Output the number of lines in the entries below with the string "white" in them, and nothing further.

(Natural-language object grounding data)
###
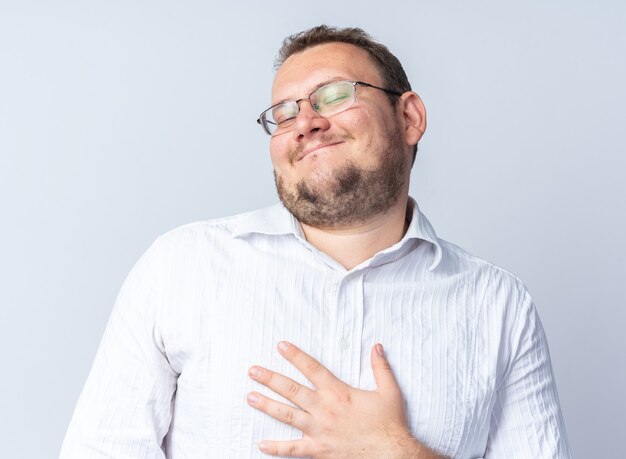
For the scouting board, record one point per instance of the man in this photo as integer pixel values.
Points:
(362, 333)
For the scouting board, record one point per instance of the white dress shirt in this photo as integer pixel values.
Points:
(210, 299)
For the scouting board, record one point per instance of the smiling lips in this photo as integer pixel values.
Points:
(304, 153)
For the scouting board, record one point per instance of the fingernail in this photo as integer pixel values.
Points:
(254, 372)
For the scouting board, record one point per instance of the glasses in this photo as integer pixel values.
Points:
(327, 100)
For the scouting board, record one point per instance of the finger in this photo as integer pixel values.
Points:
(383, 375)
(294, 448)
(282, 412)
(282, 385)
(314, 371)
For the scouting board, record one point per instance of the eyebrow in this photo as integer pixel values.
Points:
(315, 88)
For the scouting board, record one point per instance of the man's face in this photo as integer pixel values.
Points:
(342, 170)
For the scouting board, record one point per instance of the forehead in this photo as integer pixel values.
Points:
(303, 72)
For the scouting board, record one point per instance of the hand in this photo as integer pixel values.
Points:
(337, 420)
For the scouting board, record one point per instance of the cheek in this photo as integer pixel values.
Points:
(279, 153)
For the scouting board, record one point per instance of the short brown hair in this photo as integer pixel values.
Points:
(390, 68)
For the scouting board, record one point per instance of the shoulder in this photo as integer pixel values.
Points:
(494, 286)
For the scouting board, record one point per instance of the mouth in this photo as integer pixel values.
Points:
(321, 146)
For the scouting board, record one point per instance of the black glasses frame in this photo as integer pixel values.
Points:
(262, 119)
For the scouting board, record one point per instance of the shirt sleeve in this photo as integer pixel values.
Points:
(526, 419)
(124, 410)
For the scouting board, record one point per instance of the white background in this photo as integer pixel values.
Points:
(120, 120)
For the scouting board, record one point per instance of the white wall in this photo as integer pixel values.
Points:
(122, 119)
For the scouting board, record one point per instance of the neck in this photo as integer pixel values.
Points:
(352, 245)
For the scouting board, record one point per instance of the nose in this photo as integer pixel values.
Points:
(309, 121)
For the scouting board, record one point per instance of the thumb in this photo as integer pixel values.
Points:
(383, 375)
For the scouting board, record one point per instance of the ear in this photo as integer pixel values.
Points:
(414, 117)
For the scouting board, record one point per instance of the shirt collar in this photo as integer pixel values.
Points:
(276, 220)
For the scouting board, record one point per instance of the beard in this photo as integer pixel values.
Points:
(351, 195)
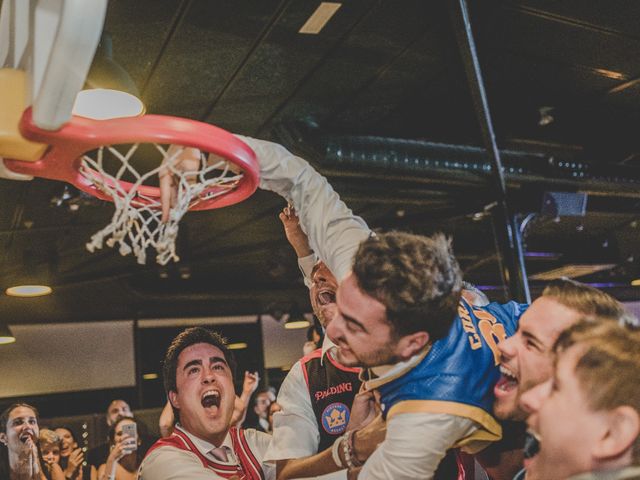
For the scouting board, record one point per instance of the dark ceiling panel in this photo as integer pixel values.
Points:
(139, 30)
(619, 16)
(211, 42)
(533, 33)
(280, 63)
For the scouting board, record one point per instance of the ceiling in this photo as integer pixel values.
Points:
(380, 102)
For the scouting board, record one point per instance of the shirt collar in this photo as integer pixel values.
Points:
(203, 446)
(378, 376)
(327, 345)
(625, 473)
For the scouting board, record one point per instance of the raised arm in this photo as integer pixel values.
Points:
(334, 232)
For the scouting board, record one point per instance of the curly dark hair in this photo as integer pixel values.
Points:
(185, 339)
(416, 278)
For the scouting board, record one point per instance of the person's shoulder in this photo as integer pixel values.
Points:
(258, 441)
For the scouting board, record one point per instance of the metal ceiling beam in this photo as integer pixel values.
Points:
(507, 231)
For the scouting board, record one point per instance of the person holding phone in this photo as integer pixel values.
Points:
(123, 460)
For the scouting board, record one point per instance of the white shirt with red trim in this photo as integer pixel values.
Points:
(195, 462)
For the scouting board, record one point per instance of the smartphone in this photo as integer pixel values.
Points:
###
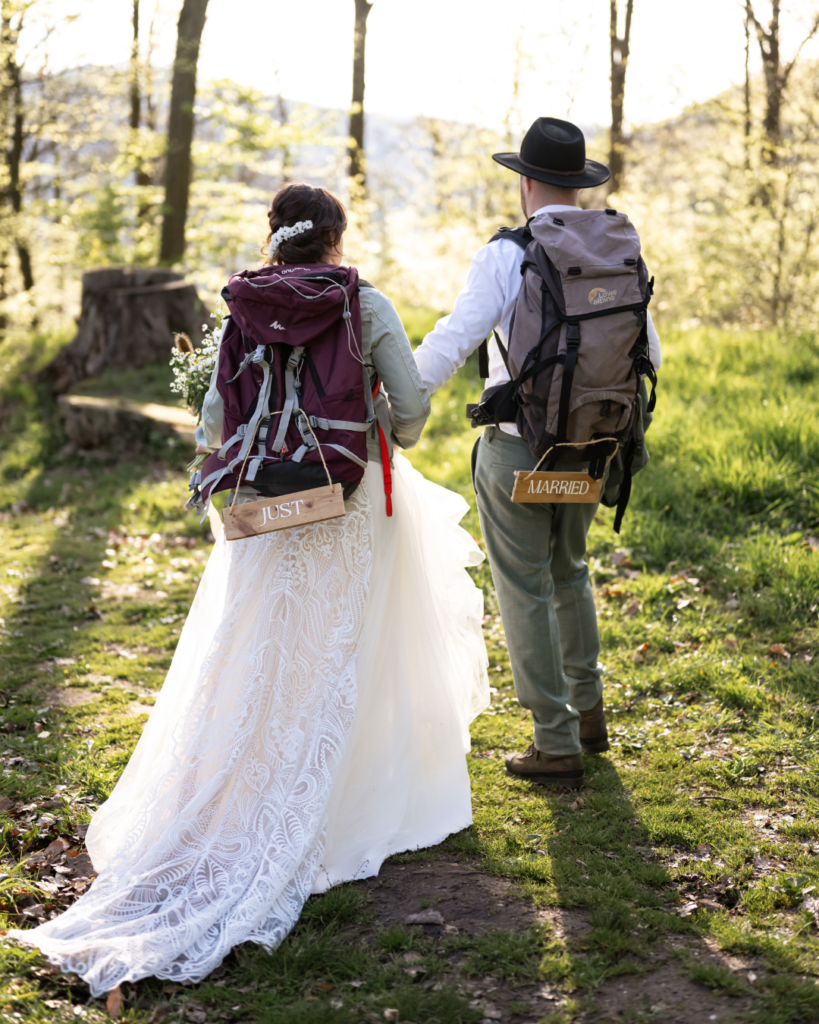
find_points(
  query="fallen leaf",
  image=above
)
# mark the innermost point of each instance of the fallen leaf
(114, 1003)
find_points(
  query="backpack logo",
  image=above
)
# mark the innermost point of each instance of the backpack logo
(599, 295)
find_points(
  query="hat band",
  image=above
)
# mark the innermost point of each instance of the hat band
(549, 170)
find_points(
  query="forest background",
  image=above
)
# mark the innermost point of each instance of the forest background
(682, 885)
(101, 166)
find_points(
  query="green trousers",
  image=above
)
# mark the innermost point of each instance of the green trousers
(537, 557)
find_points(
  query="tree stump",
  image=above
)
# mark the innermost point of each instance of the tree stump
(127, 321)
###
◆ Exercise output: 4